#### [INSTRUCTIONS]
[1] In the review of the Liveworks season, who created the sound for the dance piece DUAL?
[2] Update the listing from the line containing "Objective — one pin per instance of the patch" through the end of the listing, inclusive, replacing "bare soil" with "exposed earth" and leaving all else unchanged. Return only those lines.

#### [EXCERPTED PASSAGE]
* START *

Wednesday, September 10, 2008

Liveworks

LIVEWORKS at the PERFORMANCE SPACE at CARRIAGEWORKS.

I paid up my $50 to become a member and join in the exploration of a season “of intimate events in and around the vast spaces of Carriageworks.” 50 bucks well spent. It is a bit like having a degustation at a restaurant. Some of it is great, layered with sensations, some of it is unpalatable but all of it is interesting even in the negatives. It is an adventure. Congratulations to Fiona Winning and her team and guests/artists.

I saw DUAL on the Friday night. A piece of dance by Nalina Wait. This was a nicely conceived work. The dance movements and patterns tantalisingly interesting in its explorations. It was danced against a v-shaped space with arresting sound by Gail Priest. Natlina Wait inhabited her material in a completely expressive manner. I was absorbed. Her partner in the piece was less assured and so less interesting. This seemed to be work in progress and is certainly interesting enough to pursue.

Saturday afternoon booked to attend THE TENT (Only 20 people at a time.) THE TENT is a work by Matt Prest. "Hand built out of scrap metal and old truck canvas," one arrives in a location in an unrenovated part of the Carriageworks and are invited to cross and enter the space where there are 20 camping chairs of different types. We are offered blankets to keep warm and are served, if you want, a beef stew with very chunky vegetables, while our "host" tells us his history with the tent and his mate who lives there, Brett. It is told to us via a pre-recorded tape, film, puppetry and performance. The first thing to say is the smell, atmosphere and accouterments of the interior of the tent brought back flooding and comfortable memories of my own cubby house under my parents place. I loved it. The performance work by Matt Prest himself as our guide into this world is far too self conscious for me to believe. It is an actor acting, it belies the reality of the design. The puppetry (Clare Britton) is as beguiling as puppetry nearly always is for me. Except the details of the puppeteer distract me. 1. The face is bare and has untidy hair flopping about. 2. The feet of the puppeteer are in black nylon stockings and I can see the white/pink of her toes through the material (Where were her black
socks I inwardly screamed) and 3. worse, when she turns her back and bends to pick something up she revealed a gaping expanse of white back between the black sweater and the pants. Illusion broken by clumsy, small details of neglect. The text itself is relatively underdeveloped. It begins to enter a debate about philosophy and science and goes nowhere near its tantalising potential. The last time I was engaged with such a pleasant variety of artistic inputs was MY DARLING PATRICIA a few years ago.

* END *

#### [TASK INPUTS]
* START *

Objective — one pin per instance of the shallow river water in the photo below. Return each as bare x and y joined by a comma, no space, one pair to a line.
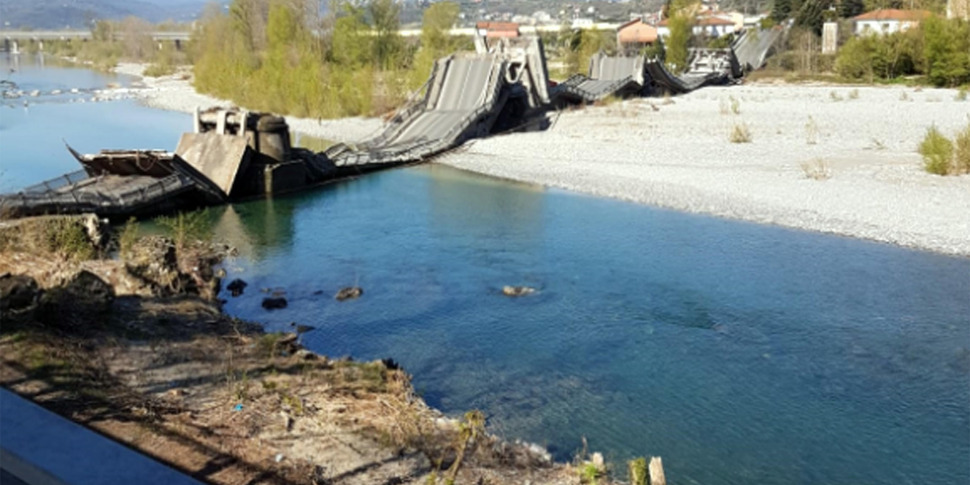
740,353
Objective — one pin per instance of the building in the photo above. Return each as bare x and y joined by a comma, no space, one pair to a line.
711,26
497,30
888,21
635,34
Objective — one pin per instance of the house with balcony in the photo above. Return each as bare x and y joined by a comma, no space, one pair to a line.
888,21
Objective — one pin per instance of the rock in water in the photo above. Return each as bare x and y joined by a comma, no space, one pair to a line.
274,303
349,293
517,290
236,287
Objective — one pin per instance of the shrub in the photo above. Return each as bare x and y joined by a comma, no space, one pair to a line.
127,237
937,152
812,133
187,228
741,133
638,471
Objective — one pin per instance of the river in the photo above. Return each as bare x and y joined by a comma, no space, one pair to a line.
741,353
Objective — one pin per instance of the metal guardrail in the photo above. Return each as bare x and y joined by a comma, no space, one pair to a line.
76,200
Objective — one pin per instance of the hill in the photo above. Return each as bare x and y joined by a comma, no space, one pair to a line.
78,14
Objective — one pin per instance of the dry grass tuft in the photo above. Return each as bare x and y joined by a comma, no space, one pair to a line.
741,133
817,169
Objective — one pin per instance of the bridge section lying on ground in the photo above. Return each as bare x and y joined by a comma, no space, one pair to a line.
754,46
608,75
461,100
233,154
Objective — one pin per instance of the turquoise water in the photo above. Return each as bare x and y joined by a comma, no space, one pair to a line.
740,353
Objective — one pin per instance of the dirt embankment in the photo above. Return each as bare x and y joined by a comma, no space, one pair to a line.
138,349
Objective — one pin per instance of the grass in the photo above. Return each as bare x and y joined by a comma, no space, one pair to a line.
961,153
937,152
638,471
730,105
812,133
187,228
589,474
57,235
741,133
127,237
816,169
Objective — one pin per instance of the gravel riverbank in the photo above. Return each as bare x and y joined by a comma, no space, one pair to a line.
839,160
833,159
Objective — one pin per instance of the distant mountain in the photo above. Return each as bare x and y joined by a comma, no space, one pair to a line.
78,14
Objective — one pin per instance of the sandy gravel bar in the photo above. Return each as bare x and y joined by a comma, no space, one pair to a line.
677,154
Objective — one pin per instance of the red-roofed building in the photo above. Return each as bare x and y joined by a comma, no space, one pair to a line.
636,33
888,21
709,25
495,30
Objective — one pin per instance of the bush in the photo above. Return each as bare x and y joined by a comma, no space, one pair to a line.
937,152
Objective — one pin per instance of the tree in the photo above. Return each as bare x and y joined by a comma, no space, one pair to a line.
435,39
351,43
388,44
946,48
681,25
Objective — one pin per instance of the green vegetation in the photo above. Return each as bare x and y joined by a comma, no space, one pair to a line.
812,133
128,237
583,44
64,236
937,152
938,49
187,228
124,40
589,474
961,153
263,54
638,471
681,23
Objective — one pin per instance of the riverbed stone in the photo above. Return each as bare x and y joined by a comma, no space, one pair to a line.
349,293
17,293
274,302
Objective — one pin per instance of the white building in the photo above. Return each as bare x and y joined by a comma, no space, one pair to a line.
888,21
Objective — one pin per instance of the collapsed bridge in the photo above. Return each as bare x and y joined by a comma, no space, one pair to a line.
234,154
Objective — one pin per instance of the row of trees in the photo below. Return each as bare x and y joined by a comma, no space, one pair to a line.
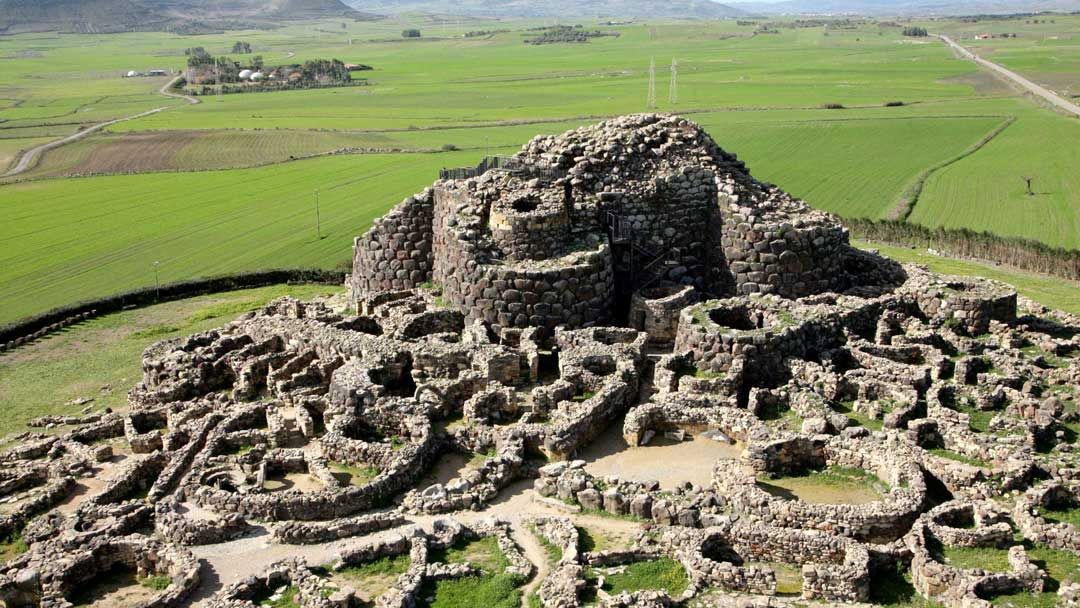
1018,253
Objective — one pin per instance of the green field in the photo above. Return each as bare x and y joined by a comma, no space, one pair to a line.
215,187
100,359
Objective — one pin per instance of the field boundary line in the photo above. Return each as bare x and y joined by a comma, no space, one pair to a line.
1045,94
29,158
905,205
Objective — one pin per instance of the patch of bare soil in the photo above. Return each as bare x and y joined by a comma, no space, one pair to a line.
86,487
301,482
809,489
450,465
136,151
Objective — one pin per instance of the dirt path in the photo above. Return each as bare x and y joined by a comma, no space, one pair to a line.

* END *

#### [RESULTS FOR EACH TASK]
[1] Gail Priest

[2]
Objective — one pin per instance of the patch of exposed earth in the photo above. Return each as bare x and y joined by a comma, no space, one pair to a line.
86,487
301,482
809,489
450,465
136,151
Objective — one pin per instance of the dirt path in the photo above. Return each as bare x and y joined by a comma, no space, one pair to a line.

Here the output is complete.